Image-grounded pointing data:
+ + + +
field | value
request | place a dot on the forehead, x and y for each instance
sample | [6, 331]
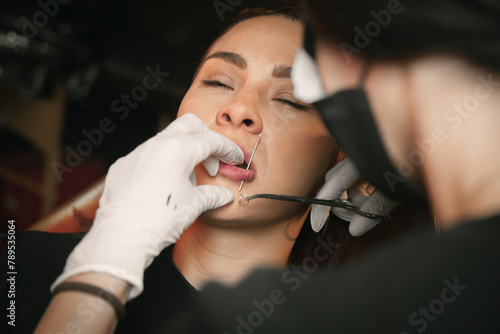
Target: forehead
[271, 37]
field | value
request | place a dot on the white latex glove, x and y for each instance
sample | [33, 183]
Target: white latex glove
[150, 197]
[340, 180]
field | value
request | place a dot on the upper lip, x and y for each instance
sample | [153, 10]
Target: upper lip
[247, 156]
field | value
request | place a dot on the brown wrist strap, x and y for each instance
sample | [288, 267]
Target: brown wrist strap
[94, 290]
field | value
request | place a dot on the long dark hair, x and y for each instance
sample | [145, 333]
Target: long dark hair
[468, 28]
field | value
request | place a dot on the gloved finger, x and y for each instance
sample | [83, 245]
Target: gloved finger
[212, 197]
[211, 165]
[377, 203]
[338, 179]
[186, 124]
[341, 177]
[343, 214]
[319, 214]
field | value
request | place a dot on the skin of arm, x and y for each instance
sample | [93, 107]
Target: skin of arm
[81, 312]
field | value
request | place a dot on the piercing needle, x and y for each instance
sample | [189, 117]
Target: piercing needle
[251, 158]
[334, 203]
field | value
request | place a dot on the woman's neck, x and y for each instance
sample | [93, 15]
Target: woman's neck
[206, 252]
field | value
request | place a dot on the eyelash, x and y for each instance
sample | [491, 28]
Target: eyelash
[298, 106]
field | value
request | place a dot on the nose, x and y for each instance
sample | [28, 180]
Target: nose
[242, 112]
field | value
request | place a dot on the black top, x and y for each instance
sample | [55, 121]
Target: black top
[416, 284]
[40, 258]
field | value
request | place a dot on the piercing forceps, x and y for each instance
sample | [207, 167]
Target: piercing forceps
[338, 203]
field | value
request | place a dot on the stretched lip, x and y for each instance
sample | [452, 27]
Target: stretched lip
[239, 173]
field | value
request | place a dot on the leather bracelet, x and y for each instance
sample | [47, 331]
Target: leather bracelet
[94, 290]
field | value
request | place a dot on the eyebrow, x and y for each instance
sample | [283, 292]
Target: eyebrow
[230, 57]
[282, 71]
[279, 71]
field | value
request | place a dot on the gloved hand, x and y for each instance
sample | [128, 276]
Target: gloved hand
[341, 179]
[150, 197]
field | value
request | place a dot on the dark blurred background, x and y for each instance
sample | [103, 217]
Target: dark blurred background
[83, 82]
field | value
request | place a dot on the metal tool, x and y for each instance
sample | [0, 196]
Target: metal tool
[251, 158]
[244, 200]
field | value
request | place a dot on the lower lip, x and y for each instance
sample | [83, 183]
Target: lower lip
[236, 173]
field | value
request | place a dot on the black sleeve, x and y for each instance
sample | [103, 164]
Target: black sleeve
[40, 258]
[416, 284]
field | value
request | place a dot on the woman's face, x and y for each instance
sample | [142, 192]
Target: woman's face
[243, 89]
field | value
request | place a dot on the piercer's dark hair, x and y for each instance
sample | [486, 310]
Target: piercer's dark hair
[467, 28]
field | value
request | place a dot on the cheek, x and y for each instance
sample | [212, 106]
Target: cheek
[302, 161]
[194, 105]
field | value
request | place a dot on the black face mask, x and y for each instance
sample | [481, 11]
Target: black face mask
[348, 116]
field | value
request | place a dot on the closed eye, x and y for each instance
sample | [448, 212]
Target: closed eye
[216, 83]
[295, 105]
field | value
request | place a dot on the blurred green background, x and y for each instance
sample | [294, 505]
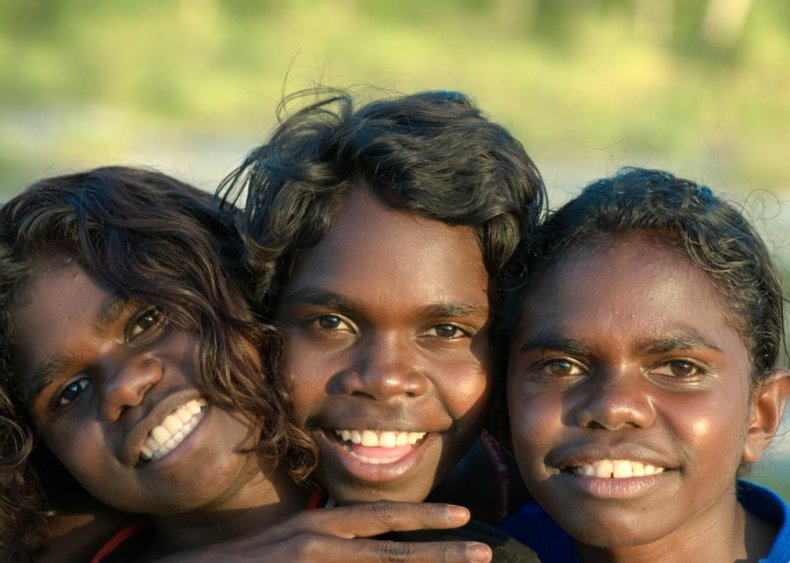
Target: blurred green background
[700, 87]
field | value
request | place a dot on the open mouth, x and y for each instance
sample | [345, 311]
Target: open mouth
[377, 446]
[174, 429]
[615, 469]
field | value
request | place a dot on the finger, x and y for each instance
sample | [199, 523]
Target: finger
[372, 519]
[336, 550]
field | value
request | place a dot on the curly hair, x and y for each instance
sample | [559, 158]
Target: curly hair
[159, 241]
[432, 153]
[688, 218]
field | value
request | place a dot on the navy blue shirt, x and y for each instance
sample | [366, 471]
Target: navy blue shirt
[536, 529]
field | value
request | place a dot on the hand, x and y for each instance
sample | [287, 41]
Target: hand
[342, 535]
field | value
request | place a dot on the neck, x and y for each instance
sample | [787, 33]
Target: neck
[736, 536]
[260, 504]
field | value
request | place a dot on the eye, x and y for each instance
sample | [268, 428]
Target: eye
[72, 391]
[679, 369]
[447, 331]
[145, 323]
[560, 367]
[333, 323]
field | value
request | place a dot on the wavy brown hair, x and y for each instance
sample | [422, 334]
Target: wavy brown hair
+ + + +
-- How to complete this task --
The records above are to be restated word for word, with every picture left out.

-- Written reply --
field | value
request | place a dot on the forehead, x and y for each instance
sample | [6, 331]
Target: forehead
[271, 37]
field | value
request | place a dot on the white latex glove, x and y for each instance
sample | [33, 183]
Target: white latex glove
[150, 197]
[340, 180]
field | value
request | place a dot on the upper lip, x and y for each instance
sample | [153, 10]
Target: upper lip
[247, 156]
field | value
request | place a dot on the brown wrist strap, x and y for each instance
sample | [288, 267]
Target: brown wrist strap
[94, 290]
field | value
request | place a dot on the long dark hair, x and y for each instance
sample | [145, 333]
Target: long dark hair
[468, 28]
field | value
request | place a dot on the gloved finger, x and y for each instance
sample | [83, 245]
Target: gloved finger
[212, 197]
[211, 165]
[377, 203]
[338, 179]
[186, 124]
[341, 177]
[343, 214]
[319, 214]
field | value
request | place a dot on the skin of arm, x and y for each instance
sample | [93, 107]
Target: skin of arm
[81, 312]
field | value
request | place a dot on the piercing needle, x and y for each instance
sample | [189, 117]
Target: piercing needle
[251, 158]
[334, 203]
field | value
request | place a dot on the woman's neck, x and y for each instance
sample | [93, 15]
Target: woman's neck
[206, 252]
field | value
request | place a dot on the eyelash, x and y for each instance
sample | [491, 28]
Target: eyelash
[298, 106]
field | value
request | place a dot on the nose, x and y for each instance
sample | [28, 180]
Target: nose
[242, 112]
field | value
request | place a dot on the black top, x and y for each instance
sample | [55, 121]
Target: black top
[416, 284]
[40, 258]
field | value
request | place a dot on the piercing forceps, x and y for each instance
sample | [207, 167]
Target: piercing forceps
[338, 203]
field | value
request | place a dot on the stretched lip, x and y for each instance
sample | [452, 27]
Target: stretched lip
[239, 173]
field | value
request | place a dot on the leather bracelet, x and y for each instance
sample | [47, 331]
Target: leather bracelet
[94, 290]
field | value
request | place a dot on the eyebrow, x and y for each instance
sample | [283, 292]
Target: eyebrow
[230, 57]
[282, 71]
[279, 71]
field | value
request | place a dot on the gloved hand, x and y for each instance
sample | [128, 276]
Target: gloved hand
[341, 179]
[150, 197]
field | value
request | place a dot on the dark blurred background, x and y for each instance
sample | [103, 217]
Target: dark blurred background
[83, 82]
field | value
request | place a dot on the metal tool, x and y for each instance
sample | [0, 196]
Target: metal tool
[251, 158]
[244, 200]
field | value
request | place a dot on the lower lip, x and y for each instance
sample | [83, 183]
Target: lower lip
[236, 173]
field | value
request | place a dot on the black sleeve, x and y for each instance
sample | [103, 164]
Target: black sleeve
[40, 258]
[416, 284]
field | value
request | place a dot on the woman's face, x and y for each instance
sample | [142, 192]
Target: woman's face
[243, 89]
field | value
request | place a dot on the piercer's dark hair, x and y for each instance
sample | [486, 310]
Target: piercer's dark hair
[467, 28]
field | value
request | place a dot on the cheek, x and y for each instance
sample | [212, 106]
Target: cheek
[302, 161]
[194, 105]
field | value
request | place a dot on the black face mask, x and y for each instance
sample | [481, 11]
Target: black face mask
[348, 116]
field | value
request | place a dot on the closed eye, x and y for each instance
sample | [448, 212]
Target: closed eye
[216, 83]
[295, 105]
field | value
request | place a dot on the blurred green background, x and y for each instance
sample | [294, 505]
Target: blurred green background
[700, 87]
field | value
request | place a dot on the open mouth, x and y for each instance
sample | [345, 311]
Target: open mouth
[377, 446]
[174, 429]
[615, 469]
field | value
request | place a dot on the finger, x and y for each instance
sample | [199, 523]
Target: finger
[372, 519]
[336, 550]
field | value
request | place a dot on the curly hair, x and y for each instance
sample | [559, 158]
Target: curly hair
[159, 241]
[432, 153]
[688, 218]
field | value
request | place a dot on the navy blue shirt, x and y for each instance
sample | [366, 471]
Target: navy blue shirt
[536, 529]
field | value
request | place a dot on the hand, x and y for each instance
sample | [287, 41]
Target: hand
[342, 535]
field | value
request | place a dot on the neck, x and y for each instance
sample | [787, 33]
Target: neck
[736, 536]
[260, 504]
field | value
request | place a dot on the eye, x and y for each instance
sample | [268, 428]
Target: eye
[72, 391]
[679, 369]
[447, 331]
[145, 323]
[560, 367]
[333, 323]
field | value
request | place a dot on the wavy brown hair, x and y for each instance
sample | [422, 334]
Target: wavy brown hair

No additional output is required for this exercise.